EXCERPTED PASSAGE:
%%

Priyab Dash

    Priyab Dash

    9 months ago
    We have a function defined as a task as below
    @task(log_stdout=True, state_handlers=[notify_run_failure])
    def submit_job_run_to_tmc(job_run):
    but this is being called twice when we run a flow
    The flow control looks like below
    with Flow("Schedule Submitted Jobs Runs on TMC", executor=LocalDaskExecutor()) as flow: 
    
        # Find SUBMITTED Job Runs 
    
        submitted_job_runs = fetch_submitted_job_runs() 
    
      
    
        # Submit Job to TMC and update Status to SUBMITTED; handle errors 
    
        update_job_run_succeeded.map(job_run=submit_job_run_to_tmc.map(job_run=submitted_job_runs))
    Anna Geller

    Anna Geller

    9 months ago
    @Priyab Dash do you have flow.run() in your flow file?
    @Priyab Dash to explain: when you still have flow.run() inside of your flow file and you then register, then the entire flow will be executed twice all the time. If you are on Prefect Cloud, there is a feature called Version Locking that enforces that your work runs once and only once - here is how you can enable it: https://docs.prefect.io/orchestration/concepts/flows.html#toggle-version-locking
    Kevin Kho

    Kevin Kho

    9 months ago
    Could you show me the code for your state handler? It could just be your state handler is running multiple times.

%%

MATERIAL SUPPLIED:

%%

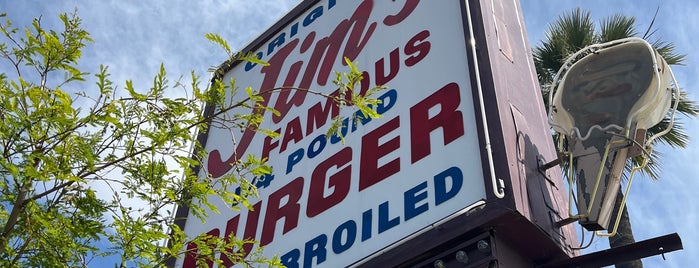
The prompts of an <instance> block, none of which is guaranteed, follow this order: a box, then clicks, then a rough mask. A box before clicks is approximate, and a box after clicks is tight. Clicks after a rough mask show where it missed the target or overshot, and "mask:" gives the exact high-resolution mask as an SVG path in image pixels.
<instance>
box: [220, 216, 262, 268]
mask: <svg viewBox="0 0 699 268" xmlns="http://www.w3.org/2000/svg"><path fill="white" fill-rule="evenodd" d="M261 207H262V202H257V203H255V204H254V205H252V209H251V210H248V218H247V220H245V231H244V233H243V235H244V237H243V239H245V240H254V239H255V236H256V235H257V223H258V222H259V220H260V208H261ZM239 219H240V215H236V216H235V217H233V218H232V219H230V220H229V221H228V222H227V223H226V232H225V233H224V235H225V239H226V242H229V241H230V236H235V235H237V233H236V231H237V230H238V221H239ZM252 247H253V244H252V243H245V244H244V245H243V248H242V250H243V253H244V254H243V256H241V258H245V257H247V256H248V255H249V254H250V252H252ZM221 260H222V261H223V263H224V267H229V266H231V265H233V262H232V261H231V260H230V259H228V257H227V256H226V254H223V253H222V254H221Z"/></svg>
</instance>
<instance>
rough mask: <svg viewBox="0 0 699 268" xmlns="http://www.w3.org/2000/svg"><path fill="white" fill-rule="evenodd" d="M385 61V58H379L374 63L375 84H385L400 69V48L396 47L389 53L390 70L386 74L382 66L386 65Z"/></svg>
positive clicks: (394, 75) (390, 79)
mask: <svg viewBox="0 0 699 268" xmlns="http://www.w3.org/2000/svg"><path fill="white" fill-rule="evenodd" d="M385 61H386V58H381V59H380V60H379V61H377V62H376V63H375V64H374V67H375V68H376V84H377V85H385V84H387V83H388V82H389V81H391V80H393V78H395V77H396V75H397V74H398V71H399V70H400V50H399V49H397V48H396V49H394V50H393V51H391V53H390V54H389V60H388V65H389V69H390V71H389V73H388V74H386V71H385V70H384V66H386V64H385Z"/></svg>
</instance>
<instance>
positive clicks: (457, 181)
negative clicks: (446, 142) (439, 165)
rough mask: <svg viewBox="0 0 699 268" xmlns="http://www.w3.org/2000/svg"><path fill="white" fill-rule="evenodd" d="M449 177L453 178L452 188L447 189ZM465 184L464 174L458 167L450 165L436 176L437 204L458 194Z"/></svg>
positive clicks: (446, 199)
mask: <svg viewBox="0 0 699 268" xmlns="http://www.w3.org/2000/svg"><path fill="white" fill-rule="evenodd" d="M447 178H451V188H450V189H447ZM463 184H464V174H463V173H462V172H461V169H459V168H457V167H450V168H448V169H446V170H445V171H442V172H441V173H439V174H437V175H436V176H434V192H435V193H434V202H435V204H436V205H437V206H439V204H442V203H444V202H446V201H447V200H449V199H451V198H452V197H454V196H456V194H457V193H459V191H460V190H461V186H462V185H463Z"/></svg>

%%
%%

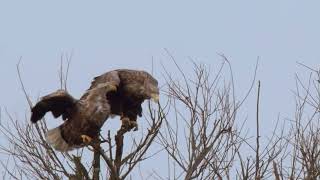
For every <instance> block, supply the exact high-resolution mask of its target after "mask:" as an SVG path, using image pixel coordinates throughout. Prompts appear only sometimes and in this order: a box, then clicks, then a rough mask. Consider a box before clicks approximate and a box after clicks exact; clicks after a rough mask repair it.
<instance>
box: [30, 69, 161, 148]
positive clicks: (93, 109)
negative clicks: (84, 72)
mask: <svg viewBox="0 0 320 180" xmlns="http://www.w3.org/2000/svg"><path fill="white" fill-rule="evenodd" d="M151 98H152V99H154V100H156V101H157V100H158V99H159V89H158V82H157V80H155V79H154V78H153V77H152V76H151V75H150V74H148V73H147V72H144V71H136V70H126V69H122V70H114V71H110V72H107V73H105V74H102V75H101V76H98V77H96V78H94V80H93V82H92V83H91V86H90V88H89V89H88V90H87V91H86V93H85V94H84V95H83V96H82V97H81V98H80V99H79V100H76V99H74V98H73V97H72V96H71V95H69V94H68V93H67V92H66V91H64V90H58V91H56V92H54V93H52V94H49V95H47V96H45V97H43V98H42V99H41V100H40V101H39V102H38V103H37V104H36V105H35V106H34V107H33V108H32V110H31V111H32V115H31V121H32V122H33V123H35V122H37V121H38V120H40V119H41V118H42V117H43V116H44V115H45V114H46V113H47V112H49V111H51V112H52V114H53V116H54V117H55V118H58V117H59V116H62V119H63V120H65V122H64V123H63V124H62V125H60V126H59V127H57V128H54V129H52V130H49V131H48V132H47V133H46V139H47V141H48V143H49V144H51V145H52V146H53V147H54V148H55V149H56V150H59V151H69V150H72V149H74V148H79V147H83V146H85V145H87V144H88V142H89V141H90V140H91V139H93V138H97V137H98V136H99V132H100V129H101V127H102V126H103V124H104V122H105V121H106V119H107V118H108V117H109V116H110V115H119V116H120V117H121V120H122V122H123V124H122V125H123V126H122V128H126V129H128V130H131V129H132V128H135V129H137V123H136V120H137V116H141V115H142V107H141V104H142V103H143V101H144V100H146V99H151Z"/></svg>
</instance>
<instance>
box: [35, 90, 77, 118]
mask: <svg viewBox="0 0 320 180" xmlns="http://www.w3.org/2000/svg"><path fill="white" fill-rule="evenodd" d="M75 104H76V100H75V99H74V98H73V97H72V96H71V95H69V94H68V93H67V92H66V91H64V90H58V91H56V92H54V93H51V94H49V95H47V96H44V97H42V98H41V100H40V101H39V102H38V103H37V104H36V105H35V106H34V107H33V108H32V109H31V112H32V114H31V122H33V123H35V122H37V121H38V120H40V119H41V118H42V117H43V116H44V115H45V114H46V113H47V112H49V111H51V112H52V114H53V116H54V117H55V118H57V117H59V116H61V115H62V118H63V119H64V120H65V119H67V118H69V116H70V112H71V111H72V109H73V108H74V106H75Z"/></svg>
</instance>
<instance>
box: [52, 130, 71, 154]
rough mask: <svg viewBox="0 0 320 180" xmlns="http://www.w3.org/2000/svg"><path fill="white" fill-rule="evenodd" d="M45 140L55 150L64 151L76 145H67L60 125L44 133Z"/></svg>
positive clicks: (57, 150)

%%

ABOUT THIS TASK:
In the forum thread, what Prefect Cloud feature is said to make work run once and only once? The records are separate from the forum thread and unrelated to it.

TASK ANSWER:
Version Locking.